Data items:
# # # #

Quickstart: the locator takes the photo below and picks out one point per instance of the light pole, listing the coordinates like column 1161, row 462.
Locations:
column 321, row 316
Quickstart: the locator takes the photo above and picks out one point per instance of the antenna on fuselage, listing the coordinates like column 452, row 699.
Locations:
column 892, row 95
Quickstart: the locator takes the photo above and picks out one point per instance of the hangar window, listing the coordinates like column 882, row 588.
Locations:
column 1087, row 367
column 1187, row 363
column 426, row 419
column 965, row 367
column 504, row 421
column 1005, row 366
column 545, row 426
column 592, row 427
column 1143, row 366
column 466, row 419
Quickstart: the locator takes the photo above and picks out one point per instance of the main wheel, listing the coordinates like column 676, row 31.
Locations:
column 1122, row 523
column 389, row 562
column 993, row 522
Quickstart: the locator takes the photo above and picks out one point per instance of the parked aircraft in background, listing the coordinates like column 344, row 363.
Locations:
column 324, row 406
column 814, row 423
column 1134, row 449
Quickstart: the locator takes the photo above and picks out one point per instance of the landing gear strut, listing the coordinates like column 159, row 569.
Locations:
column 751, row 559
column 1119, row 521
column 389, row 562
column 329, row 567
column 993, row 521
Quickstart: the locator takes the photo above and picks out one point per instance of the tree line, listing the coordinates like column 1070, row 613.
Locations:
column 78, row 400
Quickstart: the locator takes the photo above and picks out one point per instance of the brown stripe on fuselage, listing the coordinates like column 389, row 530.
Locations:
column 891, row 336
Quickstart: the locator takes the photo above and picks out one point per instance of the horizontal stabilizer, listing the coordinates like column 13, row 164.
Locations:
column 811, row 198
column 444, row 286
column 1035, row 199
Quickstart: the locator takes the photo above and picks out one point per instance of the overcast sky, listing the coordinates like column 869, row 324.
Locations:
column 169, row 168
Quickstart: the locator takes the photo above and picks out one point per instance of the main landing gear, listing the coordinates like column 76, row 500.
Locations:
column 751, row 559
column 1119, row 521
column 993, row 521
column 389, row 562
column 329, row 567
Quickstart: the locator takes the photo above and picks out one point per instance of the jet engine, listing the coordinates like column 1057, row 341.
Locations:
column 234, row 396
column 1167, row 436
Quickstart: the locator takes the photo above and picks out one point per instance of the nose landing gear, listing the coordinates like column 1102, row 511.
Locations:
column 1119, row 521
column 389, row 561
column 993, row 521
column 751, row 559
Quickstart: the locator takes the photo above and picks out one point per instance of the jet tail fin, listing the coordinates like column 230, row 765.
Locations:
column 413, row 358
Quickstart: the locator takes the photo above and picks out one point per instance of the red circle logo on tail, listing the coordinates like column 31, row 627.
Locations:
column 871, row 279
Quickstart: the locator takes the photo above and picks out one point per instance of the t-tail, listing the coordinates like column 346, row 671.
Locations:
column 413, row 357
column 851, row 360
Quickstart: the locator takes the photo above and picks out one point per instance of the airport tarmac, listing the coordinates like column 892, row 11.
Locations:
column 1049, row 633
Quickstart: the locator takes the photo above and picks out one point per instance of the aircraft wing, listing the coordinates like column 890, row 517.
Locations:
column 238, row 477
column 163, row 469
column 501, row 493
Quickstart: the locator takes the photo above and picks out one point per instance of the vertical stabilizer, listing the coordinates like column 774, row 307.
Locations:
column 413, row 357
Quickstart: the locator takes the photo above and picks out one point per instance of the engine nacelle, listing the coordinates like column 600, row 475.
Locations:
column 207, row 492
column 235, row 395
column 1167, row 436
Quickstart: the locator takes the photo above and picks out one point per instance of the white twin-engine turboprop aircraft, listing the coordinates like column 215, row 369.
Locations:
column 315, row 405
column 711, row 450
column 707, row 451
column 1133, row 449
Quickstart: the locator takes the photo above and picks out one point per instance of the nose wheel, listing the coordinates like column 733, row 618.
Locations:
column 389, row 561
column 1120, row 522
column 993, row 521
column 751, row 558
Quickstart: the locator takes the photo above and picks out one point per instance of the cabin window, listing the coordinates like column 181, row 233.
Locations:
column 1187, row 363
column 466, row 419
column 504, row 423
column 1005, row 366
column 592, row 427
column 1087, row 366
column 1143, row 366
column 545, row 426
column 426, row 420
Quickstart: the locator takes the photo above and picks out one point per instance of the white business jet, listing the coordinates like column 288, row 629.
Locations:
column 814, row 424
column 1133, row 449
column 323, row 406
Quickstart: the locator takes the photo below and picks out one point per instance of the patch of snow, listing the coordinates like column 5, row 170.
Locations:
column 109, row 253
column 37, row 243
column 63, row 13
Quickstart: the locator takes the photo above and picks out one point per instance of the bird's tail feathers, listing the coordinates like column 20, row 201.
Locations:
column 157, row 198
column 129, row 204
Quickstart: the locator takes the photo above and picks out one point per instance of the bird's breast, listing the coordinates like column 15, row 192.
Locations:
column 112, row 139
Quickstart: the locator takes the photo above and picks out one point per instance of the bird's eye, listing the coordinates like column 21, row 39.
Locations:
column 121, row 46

# # # #

Copy each record exactly, leaving nothing out.

Exercise result -
Quickstart: the locator takes the photo below and picks out one point per instance of the light pole, listing the coordinates like column 1161, row 462.
Locations:
column 321, row 316
Quickstart: the locator takes the photo above and picks out one point per instance of the antenna on fuselage, listing the coordinates like column 452, row 699.
Locations:
column 892, row 95
Quickstart: the locator takes the photo above and picks out one point per instance of the hangar window, listing the coordinates like column 882, row 588.
Locations:
column 1087, row 367
column 1187, row 363
column 426, row 419
column 965, row 367
column 504, row 421
column 1005, row 366
column 545, row 426
column 592, row 427
column 1143, row 366
column 466, row 419
Quickstart: the locator takes the photo above and picks out one point per instance of the main wheel, listing the coordinates like column 676, row 31.
Locations:
column 1122, row 523
column 389, row 562
column 993, row 522
Quickstart: the locator takes the photo above and picks out one point per instance of the parked aircraft in background, listing the coordinates like column 344, row 363.
Locations:
column 324, row 406
column 814, row 423
column 1134, row 449
Quickstart: the locator takes the photo above and picks out one point per instance of the landing gear strut, listing the coordinates like column 159, row 569.
Locations:
column 751, row 559
column 1119, row 521
column 389, row 562
column 329, row 567
column 993, row 521
Quickstart: the locator takes the photo above and picks out one point per instance of the tree line, listing the coordinates like column 1070, row 613.
Locations:
column 78, row 400
Quickstart: the locator takes the photo above and picks out one point per instance of the brown stripe on fuselage, listing the coordinates like column 389, row 530.
Locations:
column 891, row 336
Quickstart: the locator takes the photo above and picks out one point per instance of the horizontal stabilizer, listing the coordinates like column 13, row 164.
Locations:
column 811, row 198
column 444, row 286
column 1035, row 199
Quickstart: the locator takes the photo above and picks out one point per instance of the overcast sky, listing the coordinates like column 869, row 324.
Locations:
column 169, row 168
Quickstart: the locator takes the photo above and picks out one point per instance of the main landing gear, listing the coordinates like column 76, row 500.
Locations:
column 751, row 559
column 1119, row 521
column 993, row 521
column 389, row 562
column 329, row 567
Quickstart: the locator takes the photo above and picks out one point per instance of the jet engine, listing the coordinates like column 1057, row 341.
Locations:
column 234, row 396
column 1167, row 436
Quickstart: the locator takes the photo above and picks out one point per instance of the nose landing gear, listing the coordinates like column 1102, row 511.
Locations:
column 1119, row 521
column 389, row 561
column 993, row 521
column 751, row 559
Quickstart: the locator takes the photo above and picks out one point per instance of the jet tail fin, listing the coordinates like column 230, row 765.
Locations:
column 413, row 358
Quickstart: the locator takes the photo above and picks out one point per instance of the red circle logo on tail, listing the coordinates like column 31, row 627.
Locations:
column 871, row 279
Quickstart: the locator takes the photo above and picks out one point per instance of the t-tail, listing the coordinates like column 346, row 671.
Locations:
column 413, row 357
column 851, row 360
Quickstart: the locator takes the photo above and picks out one point per instance of the airport tarmac, listing the coordinates like column 892, row 11.
Locations:
column 1049, row 633
Quickstart: the locator takes the photo above and picks out one point per instance of the aircraft wing, listing the coordinates like column 890, row 517.
Locations:
column 238, row 477
column 163, row 469
column 501, row 493
Quickstart: the locator takes the photo above and picks out one point per instance of the vertical stabilizer, listing the coordinates like column 774, row 307.
Locations:
column 413, row 357
Quickstart: the locator takes the photo above and picks out one point per instance of the engine nacelle, listing the coordinates like column 600, row 475.
Locations:
column 207, row 492
column 235, row 395
column 1167, row 436
Quickstart: the locator takes the photo above and picks out one point per instance of the white twin-engine turboprop aircraft, listing the coordinates like column 215, row 369.
Locations:
column 315, row 405
column 711, row 450
column 707, row 451
column 1133, row 449
Quickstart: the locator takes the photo above and picks out one point per instance of the nose wheel, listing the coordinates like column 733, row 618.
Locations:
column 389, row 561
column 1120, row 522
column 993, row 521
column 751, row 558
Quickstart: the locator takes the photo above and picks out one point per instance of the cabin window, listing the coordinates like column 181, row 233.
Locations:
column 1187, row 363
column 466, row 419
column 504, row 423
column 1005, row 366
column 592, row 427
column 1087, row 366
column 1143, row 366
column 545, row 426
column 426, row 420
Quickstart: the locator takes the photo above and picks out one point per instance of the white business jet, listing the coordinates like column 288, row 629.
Locations:
column 814, row 424
column 1133, row 449
column 323, row 406
Quickstart: the locator takes the photo below and picks out one point per instance of the patch of snow, listing the coordinates like column 5, row 170.
Locations:
column 109, row 253
column 37, row 243
column 63, row 13
Quickstart: the locator takes the photo above and picks out one point per instance of the bird's tail feathers, listing the coordinates like column 20, row 201.
Locations:
column 157, row 198
column 129, row 204
Quickstart: the locator takes the photo above and picks out one point per instance of the bird's breast, listing the coordinates like column 15, row 192.
Locations:
column 112, row 139
Quickstart: the locator takes the photo above and picks out one point per instance of the bird's eye, listing the coordinates like column 21, row 39.
Locations:
column 121, row 46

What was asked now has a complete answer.